Document excerpt
═══
The story was presented not as an exultant soft-porn feast, but as a solemn moral duty, with Graham X, in the bosom of The Sun, now reformed and penitent. “I am ashamed of what I did … I am speaking out to show how widespread this sort of thing is and to warn other gullible young kids to steer clear of people like these.”
Inside, hammering home the moral message, was a double-page spread, “Elton’s Lust for Bondage,” in which Graham X “confessed” to his own sexual encounters with Elton at Billy Gaff’s house. He said that on the first occasion, Elton had been lying on a bed in a pair of skimpy leather shorts, “looking like Cleopatra and twirling a sex aid between his fingers.” Elton, he claimed, had shown him bondage accessories, “handcuffs, a chain, leather braids, and a whip,” and had fantasized about tying him to a tree in the woods before making love to him. On a later occasion, he said, he had witnessed a foursome between Elton, Billy Gaff, and two rent boys, which had ended with them swapping partners.
Ironically, it was none of this spunout sleaze, but the spurious attempts to give it social uplift, that would prove The Sun’s undoing. In a foot-of-page “box” story, Graham X told how he had repented his rent-boy life after falling in love with a girl, but had carried out one final pimping mission to pay for their engagement ring. So “he took two youngsters to Gaff’s home on April 30 last year. It was the last time he saw Elton.”
It was the only specific date mentioned in the whole story, and in The Sun’s office there was someone who recognized it as deeply unsafe. Nina Myskow had returned to the paper a few months earlier after a stint as TV critic for The People. Knowing she was a longtime friend of Elton’s, The Sun’s legal adviser showed her the Graham X copy a couple of weeks before publication. Nina still kept up with Elton intermittently and was sure she remembered that on April 30, 1986, he and his assistant, Bob Halley, had both been out of Britain. “I said, ‘If you’re going to go with this stuff, for God’s sake make sure you check and double-check that date.’ “ Her advice fell on deaf ears.
In fact, on April 30, 1986-as many more of his friends, like Bryan Forbes, remembered-Elton had been in New York, staying at the Carlyle Hotel. He had had lunch with his old confidant Tony King, then gone to see his costume designer, Bob Mackie. Any number of people could confirm that he had remained in New York one further night, flying home, with Bob Halley, by Concorde early on May 1.
That one slip, if nothing else, opened up The Sun to a massive libel suit. Even so, there were those around Elton who urged him in the strongest terms not to sue. Mick Jagger, in particular, phoned to warn against it, citing his own experience with the News of the World 20 years earlier. That, too, had arisen from the grossest of factual boo boos. Jagger had been accused of boasting about his drug consumption in an interview with News of the World reporters, who did not realize they were actually talking to another Rolling Stone, Brian Jones. Jagger had issued a libel writ, only to be followed and spied on by the paper until finally set up for the Redlands drug bust that led to his and Keith Richards’s imprisonment. If Elton tried to fight The Sun, even on this seemingly winnable count, what campaign of still dirtier tricks could be expected before the case finally came to court?
In Jagger’s view, the best course was to follow rock-star precedent since 1967 and just take it until it stopped.
═══
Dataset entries
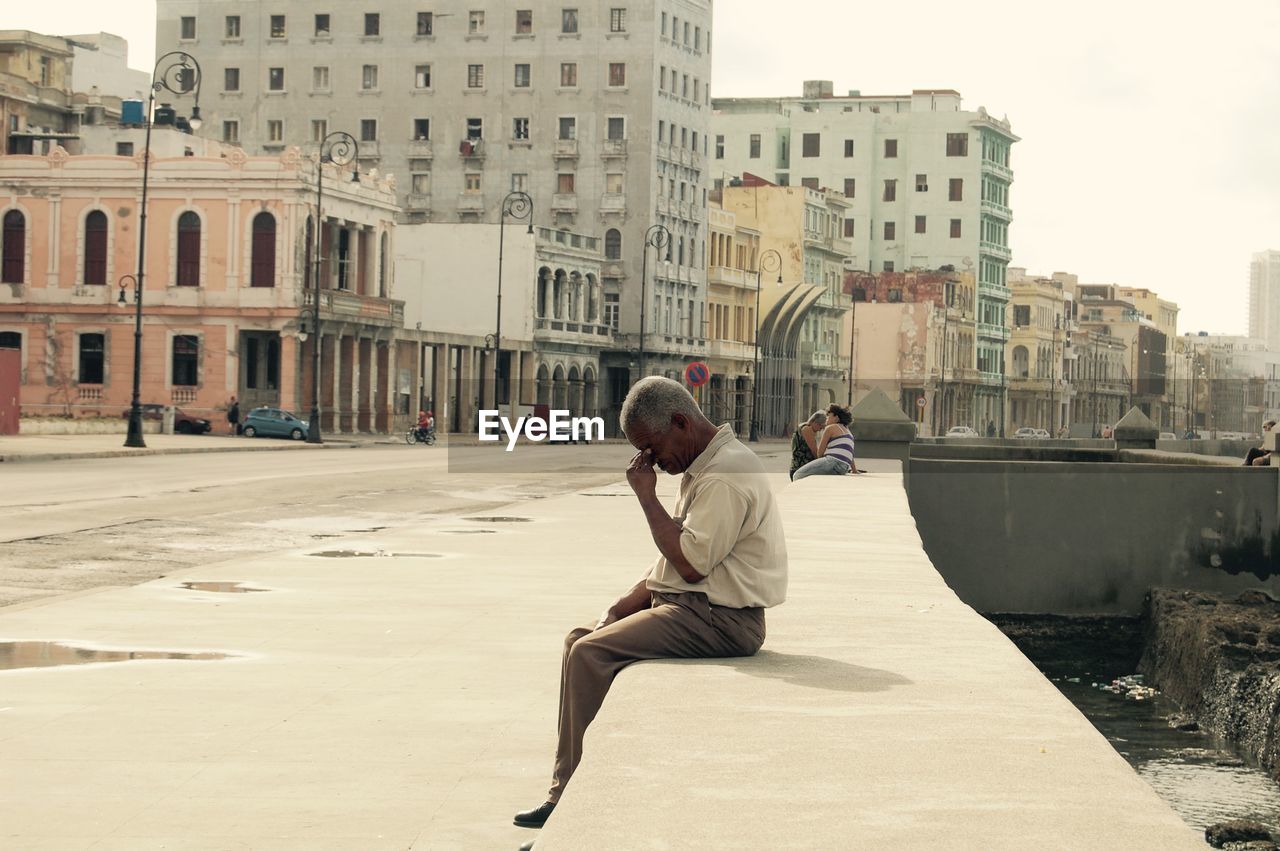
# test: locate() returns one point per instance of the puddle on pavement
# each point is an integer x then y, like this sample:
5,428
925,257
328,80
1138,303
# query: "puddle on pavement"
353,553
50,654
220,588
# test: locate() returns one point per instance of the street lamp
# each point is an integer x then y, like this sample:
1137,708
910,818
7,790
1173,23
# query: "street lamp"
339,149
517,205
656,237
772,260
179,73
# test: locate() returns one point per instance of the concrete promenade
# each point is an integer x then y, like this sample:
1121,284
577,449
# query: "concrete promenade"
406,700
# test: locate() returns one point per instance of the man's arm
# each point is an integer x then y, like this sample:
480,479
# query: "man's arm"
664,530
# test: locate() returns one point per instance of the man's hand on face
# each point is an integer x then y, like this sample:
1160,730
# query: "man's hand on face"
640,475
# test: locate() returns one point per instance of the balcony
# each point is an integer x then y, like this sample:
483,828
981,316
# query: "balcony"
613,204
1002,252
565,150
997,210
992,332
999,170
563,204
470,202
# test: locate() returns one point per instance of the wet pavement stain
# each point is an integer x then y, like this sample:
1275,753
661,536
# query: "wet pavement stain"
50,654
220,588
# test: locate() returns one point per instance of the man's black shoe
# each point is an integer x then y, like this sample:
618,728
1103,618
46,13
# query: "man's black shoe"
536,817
═══
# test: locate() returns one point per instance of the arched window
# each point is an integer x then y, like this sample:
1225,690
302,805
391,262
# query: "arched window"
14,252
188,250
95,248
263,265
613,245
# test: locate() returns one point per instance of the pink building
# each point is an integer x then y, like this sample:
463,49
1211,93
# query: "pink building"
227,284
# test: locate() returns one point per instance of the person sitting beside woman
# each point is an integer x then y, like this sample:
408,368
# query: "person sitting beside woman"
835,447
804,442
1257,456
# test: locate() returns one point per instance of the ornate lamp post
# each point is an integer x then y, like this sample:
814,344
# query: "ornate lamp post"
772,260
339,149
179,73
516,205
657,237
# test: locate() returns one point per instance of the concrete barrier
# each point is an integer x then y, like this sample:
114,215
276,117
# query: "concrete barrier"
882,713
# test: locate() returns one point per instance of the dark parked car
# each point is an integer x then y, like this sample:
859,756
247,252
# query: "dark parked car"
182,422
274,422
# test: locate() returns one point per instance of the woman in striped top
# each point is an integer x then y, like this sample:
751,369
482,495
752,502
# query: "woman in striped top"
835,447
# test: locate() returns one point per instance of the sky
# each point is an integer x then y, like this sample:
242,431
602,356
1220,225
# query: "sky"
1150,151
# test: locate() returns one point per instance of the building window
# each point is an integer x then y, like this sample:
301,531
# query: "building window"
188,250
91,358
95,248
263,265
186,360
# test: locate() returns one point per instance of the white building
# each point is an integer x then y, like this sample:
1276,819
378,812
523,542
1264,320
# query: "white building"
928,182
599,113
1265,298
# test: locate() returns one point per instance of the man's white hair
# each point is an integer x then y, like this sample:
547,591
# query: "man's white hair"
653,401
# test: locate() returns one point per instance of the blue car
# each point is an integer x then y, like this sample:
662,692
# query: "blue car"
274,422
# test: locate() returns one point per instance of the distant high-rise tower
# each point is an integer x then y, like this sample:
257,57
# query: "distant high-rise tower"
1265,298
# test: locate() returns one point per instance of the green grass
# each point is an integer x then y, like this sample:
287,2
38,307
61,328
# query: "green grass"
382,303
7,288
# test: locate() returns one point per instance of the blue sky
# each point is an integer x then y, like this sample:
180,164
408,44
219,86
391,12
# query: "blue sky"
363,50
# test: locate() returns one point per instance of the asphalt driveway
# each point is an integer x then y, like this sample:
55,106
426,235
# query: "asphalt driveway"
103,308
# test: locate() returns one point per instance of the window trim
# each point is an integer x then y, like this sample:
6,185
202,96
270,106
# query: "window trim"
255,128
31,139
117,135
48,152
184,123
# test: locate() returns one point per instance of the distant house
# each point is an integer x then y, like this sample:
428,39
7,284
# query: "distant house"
═══
Directions
**a)** Answer these questions from the excerpt about The Sun's story on Elton John, giving each answer on its own line:
(i) Which hotel was Elton staying at in New York on April 30, 1986?
(ii) For which paper had Nina Myskow worked as TV critic before returning to The Sun?
(iii) Which Rolling Stone were the News of the World reporters actually talking to when they thought they were interviewing Jagger?
**b)** Please write the next few paragraphs of the excerpt about The Sun's story on Elton John, picking up after its final sentence.

Responses by task
**a)**
(i) The Carlyle Hotel
(ii) The People
(iii) Brian Jones

**b)**
Elton disagreed. On the day of The Sun’s first Graham X stories, a writ for libel arrived from his solicitors. So full of confident glee was the paper at this stage that its second front-page Elton John “world exclusive” next morning bore an additional tag: “The story they’re all suing over.’’
In this installment, “Elton’s Kinky Kicks,” Graham X claimed that Elton would snort cocaine through rolled-up $100 bills “to set himself up for orgies with rent boys,” and that he insisted his youthful partners also be “drugged with massive amounts of coke before they were brought to his bed.” A second inside spread, “Elton’s Drug Capers,” alleged, through Graham X, that Elton would take as many as three “lines” of cocaine in an hour, sometimes dividing it up with an American Express Gold credit card, and throwing the $100 bills away after he’d used them. Here, too, the 19-year-old uneducated rent boy expanded into psychological analysis. “It was as though he needed the drug as a crutch because he believed in some strange way that the boys wouldn’t talk to him if he wasn’t stoned on drugs.”
A bold-type sidebar announced, on a note of palpable triumph, that Elton was suing over the first day’s story and that his lawyers had unsuccessfully sought a High Court injunction to halt the series. Continuing the public-service motif, it was said that Scotland Yard had begun an investigation into the whole matter, and was preparing to interrogate Graham X. “Tomorrow … “ a streamer at the bottom promised, “Elton’s Pink Tutu Party.’’
The Sun’s chief rival, the Daily Mirror, was not about to let The Sun off the hook. Next morning, it produced a second story, “The Big Lie,” offering documentary proof that Elton had not returned from New York to Britain until May 1, 1986. The Mirror had found his and Bob Halley’s names on the passenger list for Concorde’s 9:30 A.M. flight, and obtained a copy of the invoice from the limousine company that took them to JFK Airport. On the Concorde manifest, Elton’s name bore a special notation, “famous singer,” in case he should not be recognized. The airport limo had been driven by a man named Walt.
The Sun, meanwhile, had adopted the time-honored voice of editorial courage, and was “standing by” its story. Instead of the promised revelations about a “pink tutu party,” its third Graham X installment was the rent boy’s retort that “Elton can say what he likes, but deep in his heart he knows I’m telling 100 percent the truth [sic]. I know why he is saying he has never met me or been to bed with boys I supplied for him and Billy Gaff. He wants to protect his image as the Royal favorite, loved by millions of fans. I’m sorry to have to tell his wife, but he did have sex with the teenagers I brought to Gaff’s home …. “ The front-page headline that familiar Sun device of turning quote into editorial comment-was “You’re a Liar, Elton!”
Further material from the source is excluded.